WHAT THE EXERCISE ASKS: The BactoTiny-Beta description below names the kinds of decisions for which the model's predictions must not be used without reference confirmation. List each kind.

TEXT EXCERPT:
***

BactoTiny-Beta

A from-scratch BERT-style encoder trained on bacterial 16S rRNA sequences for sequence representation learning and genus-group classification.

⚠️ Research use only. This model is not a diagnostic device. Predictions must not be used for clinical, food-safety, or regulatory decisions without reference confirmation by an accredited laboratory.


Overview

BactoTiny-Beta is a 86M parameter BERT encoder trained from random initialisation on bacterial 16S rRNA sequences from SILVA 138.1 NR99. No weights from any existing language model were transferred. All sequence knowledge was learned during masked language modelling (MLM) pretraining on a curated, fragment-augmented corpus of ~62,000 bacterial 16S sequences.

***

EXCERPTED RECORDS:
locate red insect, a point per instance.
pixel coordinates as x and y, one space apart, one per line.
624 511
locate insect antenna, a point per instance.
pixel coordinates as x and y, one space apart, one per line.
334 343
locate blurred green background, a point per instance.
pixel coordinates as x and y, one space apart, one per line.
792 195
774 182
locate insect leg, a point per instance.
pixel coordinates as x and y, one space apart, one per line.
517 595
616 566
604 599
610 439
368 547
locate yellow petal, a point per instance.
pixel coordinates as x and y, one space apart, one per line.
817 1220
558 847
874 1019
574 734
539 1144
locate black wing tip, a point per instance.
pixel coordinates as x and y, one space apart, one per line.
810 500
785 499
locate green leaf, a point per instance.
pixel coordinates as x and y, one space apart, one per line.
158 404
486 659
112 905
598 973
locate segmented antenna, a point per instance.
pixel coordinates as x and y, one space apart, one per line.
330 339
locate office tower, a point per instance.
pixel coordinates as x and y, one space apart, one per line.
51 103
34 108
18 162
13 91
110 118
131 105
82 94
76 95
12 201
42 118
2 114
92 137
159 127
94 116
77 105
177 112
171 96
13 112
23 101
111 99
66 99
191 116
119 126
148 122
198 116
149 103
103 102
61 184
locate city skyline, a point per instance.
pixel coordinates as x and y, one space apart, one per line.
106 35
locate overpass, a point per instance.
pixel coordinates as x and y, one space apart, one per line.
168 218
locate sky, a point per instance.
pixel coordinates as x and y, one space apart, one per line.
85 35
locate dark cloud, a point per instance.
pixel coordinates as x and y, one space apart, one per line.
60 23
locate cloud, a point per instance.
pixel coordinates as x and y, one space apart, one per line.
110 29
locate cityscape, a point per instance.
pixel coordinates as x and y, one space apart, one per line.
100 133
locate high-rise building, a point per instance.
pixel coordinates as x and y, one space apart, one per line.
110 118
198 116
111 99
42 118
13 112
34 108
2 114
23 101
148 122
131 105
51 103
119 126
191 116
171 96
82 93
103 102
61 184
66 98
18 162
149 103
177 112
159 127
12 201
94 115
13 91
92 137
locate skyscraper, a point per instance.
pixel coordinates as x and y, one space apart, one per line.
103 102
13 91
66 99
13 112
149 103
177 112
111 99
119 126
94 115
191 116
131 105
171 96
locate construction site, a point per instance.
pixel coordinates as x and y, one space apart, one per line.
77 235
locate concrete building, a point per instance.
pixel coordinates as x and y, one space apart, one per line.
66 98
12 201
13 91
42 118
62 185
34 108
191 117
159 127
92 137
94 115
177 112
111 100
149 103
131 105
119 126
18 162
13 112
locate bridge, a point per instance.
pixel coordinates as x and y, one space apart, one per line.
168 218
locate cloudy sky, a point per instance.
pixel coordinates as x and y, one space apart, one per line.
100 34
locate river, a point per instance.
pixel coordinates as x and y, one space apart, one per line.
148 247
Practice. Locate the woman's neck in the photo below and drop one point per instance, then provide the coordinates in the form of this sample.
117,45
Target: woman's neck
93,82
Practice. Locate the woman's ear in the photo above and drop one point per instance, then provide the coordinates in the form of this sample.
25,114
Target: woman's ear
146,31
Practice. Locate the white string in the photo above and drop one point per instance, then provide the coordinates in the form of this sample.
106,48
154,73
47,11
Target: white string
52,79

***

OUTPUT: Clinical, food-safety, regulatory